**WHAT NEEDS TO BE DONE**
Write out every entry exactly as it appears.

* * * * * * * * *

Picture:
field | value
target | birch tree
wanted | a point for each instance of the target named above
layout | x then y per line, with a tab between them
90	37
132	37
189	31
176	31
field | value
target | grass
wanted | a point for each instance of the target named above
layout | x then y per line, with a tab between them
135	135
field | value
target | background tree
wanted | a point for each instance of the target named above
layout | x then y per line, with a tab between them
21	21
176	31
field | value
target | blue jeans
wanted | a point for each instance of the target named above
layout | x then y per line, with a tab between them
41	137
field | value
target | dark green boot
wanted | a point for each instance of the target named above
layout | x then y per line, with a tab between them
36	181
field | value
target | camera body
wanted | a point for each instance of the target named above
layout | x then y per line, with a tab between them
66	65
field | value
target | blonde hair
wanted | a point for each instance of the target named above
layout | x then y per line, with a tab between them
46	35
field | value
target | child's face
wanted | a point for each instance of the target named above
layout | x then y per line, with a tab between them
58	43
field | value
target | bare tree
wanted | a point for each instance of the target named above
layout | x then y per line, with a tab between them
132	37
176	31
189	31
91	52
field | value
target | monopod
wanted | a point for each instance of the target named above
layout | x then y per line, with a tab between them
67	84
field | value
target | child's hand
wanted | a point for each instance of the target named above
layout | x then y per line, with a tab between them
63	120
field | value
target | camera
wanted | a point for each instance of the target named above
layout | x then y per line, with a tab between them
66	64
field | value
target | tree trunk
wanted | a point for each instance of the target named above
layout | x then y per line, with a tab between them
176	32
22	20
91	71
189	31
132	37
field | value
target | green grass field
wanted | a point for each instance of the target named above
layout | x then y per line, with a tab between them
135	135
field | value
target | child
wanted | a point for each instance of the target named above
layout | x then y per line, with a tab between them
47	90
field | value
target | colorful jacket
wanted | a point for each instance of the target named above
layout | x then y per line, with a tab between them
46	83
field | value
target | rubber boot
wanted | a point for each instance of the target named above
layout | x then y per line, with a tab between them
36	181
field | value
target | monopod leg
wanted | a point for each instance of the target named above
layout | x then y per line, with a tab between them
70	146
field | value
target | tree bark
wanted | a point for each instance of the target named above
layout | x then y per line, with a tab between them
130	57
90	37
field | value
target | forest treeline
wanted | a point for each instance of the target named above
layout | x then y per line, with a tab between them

* * * * * * * * *

**EXERCISE OUTPUT**
Picture:
field | value
target | birch tree
wanted | a point for each instance of the target named above
layout | x then y per line, with a tab between them
90	37
132	37
189	31
176	31
field | value
target | grass
wanted | a point for each instance of the target named above
layout | x then y per line, with a tab between them
135	135
field | value
target | background tree
wanted | a point for each instance of the target named above
layout | x then y per line, with a tab between them
21	21
176	31
field | value
target | blue jeans
wanted | a point for each instance of the target named above
layout | x then y per line, with a tab between them
41	137
field | value
target | dark green boot
wanted | a point for each instance of the target named above
layout | x then y per line, with a tab between them
36	181
field | value
target | camera body
wanted | a point for each instance of the target named above
layout | x then y per line, with a tab between them
66	65
field | value
target | blonde hair
wanted | a point for each instance of the target named above
layout | x then y per line, with a tab between them
46	35
field | value
target | child's face
wanted | a point for each instance of the target named above
layout | x then y per line, with a tab between them
58	43
field | value
target | bare tree
wanted | a point for each instance of the target named above
layout | x then y per line, with a tab between them
132	37
176	31
189	31
91	52
field | value
target | monopod
wanted | a point for each instance of the target named above
layout | x then y per line, with a tab between them
67	84
field | value
target | child's hand
wanted | a point for each instance of the target named above
layout | x then y per line, with a tab between them
63	120
field | value
target | camera
wanted | a point for each instance of the target named above
layout | x then y per line, with a tab between them
66	64
field | value
target | tree trunk
wanted | a point for each instance of the target named above
layout | x then y per line, with a tab between them
176	32
22	20
91	71
189	31
132	37
field | value
target | green grass field
wanted | a point for each instance of the target named above
layout | x then y per line, with a tab between them
135	135
field | value
target | child
wanted | a point for each instance of the target named above
layout | x then y per line, with a tab between them
47	90
field | value
target | colorful jacket
wanted | a point for each instance of the target named above
layout | x then y per line, with a tab between them
46	83
field | value
target | rubber boot
wanted | a point for each instance of the target named above
layout | x then y per line, with a tab between them
36	181
field | value
target | monopod leg
wanted | a point for each instance of the target named above
layout | x then y per line, with a tab between them
70	146
field | value
target | tree bark
wanted | a point for each instance of the target named above
layout | x then y per line, with a tab between them
130	57
90	37
field | value
target | forest treeline
wanted | a point for each instance of the target named above
layout | x then y per line, with a tab between them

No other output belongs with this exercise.